> [THE PROBLEM]:
Recast the lines of the listing below as a Markdown table with the columns Row and Line, starting at the line that contains "Where exactly is the asphalt tarmac?" and ending after the line that contains "0 239 640 431". Leave out blank lines and include nothing beyond that range.

> [Part of a data file]:
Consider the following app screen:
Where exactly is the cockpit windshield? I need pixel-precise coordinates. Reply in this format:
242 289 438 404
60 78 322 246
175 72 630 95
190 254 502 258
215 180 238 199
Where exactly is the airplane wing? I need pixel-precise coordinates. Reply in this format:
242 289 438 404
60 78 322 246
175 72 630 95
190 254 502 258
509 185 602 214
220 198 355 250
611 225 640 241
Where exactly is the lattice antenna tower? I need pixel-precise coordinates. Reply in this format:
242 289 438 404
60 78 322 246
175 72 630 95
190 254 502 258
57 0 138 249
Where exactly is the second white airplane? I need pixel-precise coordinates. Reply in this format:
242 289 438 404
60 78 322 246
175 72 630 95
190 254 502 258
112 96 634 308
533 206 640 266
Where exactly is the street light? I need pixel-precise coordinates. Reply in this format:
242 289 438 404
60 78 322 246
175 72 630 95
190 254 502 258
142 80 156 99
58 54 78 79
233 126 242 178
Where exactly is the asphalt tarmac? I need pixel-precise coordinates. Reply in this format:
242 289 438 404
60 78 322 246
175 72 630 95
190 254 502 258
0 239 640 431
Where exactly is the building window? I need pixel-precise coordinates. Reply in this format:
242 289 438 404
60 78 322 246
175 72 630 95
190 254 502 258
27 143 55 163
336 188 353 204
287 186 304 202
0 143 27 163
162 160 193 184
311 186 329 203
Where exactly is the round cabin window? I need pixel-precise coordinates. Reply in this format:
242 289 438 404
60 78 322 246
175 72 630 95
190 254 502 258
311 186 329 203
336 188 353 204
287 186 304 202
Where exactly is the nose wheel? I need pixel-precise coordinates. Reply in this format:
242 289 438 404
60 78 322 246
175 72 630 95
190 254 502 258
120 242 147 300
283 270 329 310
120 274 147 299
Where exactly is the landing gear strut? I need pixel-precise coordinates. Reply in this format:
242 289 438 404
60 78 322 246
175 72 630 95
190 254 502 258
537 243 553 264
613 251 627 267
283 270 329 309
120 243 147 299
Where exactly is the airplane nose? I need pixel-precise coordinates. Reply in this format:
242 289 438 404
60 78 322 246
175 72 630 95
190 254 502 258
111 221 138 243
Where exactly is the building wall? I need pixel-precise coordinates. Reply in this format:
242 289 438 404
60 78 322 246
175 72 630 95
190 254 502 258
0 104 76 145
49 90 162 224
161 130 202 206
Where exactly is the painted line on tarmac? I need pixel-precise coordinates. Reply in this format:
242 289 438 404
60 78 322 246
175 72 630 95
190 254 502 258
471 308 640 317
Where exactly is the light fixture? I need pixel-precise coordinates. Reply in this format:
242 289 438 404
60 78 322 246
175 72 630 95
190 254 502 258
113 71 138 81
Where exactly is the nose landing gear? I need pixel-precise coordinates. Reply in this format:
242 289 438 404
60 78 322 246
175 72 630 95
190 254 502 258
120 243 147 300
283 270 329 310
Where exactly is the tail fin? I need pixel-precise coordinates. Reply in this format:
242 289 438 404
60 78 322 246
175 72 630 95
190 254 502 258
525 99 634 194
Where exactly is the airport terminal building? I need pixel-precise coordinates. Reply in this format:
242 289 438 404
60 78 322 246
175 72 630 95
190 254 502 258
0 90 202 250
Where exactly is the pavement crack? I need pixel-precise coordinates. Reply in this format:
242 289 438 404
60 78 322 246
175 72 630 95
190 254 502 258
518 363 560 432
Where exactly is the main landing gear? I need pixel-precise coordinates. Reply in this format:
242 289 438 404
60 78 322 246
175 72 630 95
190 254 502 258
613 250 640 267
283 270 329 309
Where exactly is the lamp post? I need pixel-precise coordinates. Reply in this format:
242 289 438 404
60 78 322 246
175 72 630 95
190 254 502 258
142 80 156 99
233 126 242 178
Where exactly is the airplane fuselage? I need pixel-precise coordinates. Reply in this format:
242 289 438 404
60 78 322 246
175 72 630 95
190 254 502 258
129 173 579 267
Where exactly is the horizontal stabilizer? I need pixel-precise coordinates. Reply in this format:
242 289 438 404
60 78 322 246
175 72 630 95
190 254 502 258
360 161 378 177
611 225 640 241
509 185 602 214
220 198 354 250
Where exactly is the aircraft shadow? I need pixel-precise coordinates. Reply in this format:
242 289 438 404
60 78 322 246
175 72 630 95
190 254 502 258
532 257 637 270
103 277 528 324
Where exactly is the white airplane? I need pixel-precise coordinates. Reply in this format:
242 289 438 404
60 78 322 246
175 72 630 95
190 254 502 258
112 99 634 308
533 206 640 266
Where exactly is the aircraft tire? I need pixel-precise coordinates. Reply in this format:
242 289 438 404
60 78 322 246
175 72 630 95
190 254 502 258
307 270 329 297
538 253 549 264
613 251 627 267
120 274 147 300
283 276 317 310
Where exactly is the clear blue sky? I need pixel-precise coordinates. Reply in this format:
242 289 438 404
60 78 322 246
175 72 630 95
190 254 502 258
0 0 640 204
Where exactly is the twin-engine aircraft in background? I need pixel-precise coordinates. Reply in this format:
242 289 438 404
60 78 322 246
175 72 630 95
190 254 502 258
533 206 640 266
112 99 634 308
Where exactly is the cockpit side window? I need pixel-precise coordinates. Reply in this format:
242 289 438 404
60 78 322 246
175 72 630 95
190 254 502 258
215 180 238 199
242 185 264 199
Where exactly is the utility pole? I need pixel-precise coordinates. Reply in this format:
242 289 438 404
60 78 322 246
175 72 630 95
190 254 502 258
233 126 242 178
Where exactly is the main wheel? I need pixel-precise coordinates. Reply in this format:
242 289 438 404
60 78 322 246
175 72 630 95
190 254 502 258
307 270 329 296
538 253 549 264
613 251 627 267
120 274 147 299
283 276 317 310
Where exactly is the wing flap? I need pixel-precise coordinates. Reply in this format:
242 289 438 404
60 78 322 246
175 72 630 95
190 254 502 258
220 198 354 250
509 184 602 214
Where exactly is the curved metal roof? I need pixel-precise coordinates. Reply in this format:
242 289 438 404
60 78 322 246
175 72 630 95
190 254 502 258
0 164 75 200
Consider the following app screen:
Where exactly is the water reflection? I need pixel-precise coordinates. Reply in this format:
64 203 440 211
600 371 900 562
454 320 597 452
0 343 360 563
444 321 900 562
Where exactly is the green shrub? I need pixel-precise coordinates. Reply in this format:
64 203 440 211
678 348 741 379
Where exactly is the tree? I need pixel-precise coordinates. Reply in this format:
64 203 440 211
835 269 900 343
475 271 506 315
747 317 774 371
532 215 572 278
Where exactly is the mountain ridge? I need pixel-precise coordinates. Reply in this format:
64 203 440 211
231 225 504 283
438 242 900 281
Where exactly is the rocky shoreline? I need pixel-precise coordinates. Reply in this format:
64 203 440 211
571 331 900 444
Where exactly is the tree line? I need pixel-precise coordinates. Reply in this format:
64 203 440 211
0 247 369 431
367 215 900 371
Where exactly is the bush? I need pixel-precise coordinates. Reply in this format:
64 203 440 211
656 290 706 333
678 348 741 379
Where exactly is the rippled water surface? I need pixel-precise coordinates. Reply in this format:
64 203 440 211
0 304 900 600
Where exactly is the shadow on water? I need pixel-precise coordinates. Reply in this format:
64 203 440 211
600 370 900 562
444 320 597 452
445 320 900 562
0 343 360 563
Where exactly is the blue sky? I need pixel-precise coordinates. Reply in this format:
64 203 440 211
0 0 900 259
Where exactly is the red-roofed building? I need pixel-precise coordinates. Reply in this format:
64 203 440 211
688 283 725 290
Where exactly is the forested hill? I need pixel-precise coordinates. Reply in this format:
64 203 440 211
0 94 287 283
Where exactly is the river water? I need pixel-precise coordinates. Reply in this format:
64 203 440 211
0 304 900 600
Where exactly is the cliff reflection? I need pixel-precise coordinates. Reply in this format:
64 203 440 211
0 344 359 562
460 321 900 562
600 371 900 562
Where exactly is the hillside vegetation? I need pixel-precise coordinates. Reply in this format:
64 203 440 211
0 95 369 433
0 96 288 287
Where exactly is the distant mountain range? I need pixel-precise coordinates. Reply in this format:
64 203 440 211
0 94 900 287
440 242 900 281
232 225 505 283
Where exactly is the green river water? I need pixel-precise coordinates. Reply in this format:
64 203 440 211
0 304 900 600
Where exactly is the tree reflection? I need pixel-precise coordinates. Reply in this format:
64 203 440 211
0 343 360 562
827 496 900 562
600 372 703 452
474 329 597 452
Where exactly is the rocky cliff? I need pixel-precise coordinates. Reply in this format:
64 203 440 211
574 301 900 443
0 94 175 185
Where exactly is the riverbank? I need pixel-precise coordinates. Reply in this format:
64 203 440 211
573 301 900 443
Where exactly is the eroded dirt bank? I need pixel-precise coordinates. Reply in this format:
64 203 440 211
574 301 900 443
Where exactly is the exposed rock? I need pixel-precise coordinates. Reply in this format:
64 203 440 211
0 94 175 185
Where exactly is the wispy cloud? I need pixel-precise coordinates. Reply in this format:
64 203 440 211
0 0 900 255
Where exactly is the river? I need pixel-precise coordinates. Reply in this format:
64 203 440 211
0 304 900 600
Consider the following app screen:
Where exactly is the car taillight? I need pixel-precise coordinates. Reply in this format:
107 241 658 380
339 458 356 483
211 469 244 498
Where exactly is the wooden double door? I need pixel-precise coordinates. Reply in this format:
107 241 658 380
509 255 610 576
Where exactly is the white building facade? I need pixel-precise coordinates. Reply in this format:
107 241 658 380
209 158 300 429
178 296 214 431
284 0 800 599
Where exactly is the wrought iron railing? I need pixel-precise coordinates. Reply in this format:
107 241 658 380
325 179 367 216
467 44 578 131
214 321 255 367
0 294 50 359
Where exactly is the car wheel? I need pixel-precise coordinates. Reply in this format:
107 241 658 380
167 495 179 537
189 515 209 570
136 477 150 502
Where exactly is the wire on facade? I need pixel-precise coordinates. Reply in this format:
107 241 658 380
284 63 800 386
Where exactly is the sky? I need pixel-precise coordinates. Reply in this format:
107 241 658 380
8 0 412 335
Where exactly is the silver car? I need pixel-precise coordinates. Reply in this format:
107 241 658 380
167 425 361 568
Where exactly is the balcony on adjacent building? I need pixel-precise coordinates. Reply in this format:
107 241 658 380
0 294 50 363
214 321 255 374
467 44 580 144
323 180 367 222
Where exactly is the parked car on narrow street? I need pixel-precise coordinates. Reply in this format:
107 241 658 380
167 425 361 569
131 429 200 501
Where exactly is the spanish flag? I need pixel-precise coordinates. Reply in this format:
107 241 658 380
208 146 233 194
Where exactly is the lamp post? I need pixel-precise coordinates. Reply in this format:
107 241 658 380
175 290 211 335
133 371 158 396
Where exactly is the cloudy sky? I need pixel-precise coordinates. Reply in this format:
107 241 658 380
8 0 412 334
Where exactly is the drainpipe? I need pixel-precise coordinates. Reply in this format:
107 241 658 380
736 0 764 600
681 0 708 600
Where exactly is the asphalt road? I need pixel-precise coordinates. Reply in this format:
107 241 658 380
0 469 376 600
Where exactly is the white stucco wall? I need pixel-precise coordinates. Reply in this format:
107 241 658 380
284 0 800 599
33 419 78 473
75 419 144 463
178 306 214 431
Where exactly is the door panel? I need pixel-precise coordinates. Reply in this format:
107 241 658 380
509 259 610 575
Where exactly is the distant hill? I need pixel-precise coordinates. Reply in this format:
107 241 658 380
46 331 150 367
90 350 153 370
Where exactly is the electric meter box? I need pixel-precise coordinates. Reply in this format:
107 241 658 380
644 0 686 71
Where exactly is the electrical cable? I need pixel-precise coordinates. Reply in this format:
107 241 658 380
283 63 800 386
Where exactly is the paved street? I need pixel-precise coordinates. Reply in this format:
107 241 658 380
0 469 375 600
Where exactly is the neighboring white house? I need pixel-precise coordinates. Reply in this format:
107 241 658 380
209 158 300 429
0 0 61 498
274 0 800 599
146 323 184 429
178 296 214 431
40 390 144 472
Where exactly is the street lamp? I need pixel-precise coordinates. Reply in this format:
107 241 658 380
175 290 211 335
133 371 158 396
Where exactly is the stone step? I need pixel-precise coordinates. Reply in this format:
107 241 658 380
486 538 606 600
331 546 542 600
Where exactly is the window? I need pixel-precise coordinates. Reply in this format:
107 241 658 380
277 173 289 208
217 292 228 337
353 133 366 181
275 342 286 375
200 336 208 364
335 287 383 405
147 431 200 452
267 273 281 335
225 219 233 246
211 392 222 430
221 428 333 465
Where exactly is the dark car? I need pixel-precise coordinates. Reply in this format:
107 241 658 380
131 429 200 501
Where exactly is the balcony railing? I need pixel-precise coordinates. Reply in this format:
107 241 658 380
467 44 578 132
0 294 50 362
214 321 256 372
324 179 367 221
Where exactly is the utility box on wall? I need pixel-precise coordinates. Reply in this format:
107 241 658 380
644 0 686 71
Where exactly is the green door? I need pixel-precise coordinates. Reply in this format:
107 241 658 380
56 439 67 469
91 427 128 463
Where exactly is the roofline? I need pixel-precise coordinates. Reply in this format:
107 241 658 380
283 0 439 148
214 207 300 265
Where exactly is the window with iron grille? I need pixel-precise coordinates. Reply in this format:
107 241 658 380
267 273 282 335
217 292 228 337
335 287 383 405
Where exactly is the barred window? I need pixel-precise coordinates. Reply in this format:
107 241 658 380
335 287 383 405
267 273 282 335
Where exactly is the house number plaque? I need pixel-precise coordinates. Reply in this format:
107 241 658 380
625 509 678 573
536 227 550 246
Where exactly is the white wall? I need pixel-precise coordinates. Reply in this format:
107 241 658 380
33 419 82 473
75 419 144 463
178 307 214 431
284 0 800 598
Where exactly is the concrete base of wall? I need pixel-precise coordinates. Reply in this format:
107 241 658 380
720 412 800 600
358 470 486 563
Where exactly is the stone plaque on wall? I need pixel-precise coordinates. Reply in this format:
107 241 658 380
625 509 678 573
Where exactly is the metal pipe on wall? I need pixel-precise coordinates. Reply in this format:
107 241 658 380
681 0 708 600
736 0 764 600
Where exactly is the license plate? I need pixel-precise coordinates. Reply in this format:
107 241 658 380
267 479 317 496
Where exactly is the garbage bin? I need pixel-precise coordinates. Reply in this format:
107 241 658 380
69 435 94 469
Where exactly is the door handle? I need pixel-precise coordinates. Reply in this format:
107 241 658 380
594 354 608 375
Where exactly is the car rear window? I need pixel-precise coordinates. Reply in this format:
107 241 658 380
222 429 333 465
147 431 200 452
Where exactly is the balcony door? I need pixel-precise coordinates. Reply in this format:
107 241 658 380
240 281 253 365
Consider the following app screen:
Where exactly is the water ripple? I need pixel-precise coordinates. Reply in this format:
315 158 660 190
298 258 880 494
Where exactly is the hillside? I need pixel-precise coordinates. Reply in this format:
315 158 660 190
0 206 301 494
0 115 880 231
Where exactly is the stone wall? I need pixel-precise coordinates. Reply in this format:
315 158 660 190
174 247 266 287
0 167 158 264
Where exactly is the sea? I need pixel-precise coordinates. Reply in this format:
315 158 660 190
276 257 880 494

> [RESPONSE TO THE EXERCISE]:
| Row | Line |
|---|---|
| 1 | Where exactly is the asphalt tarmac? I need pixel-precise coordinates. Reply in this format: |
| 2 | 242 289 438 404 |
| 3 | 60 78 322 246 |
| 4 | 175 72 630 95 |
| 5 | 190 254 502 258 |
| 6 | 0 239 640 431 |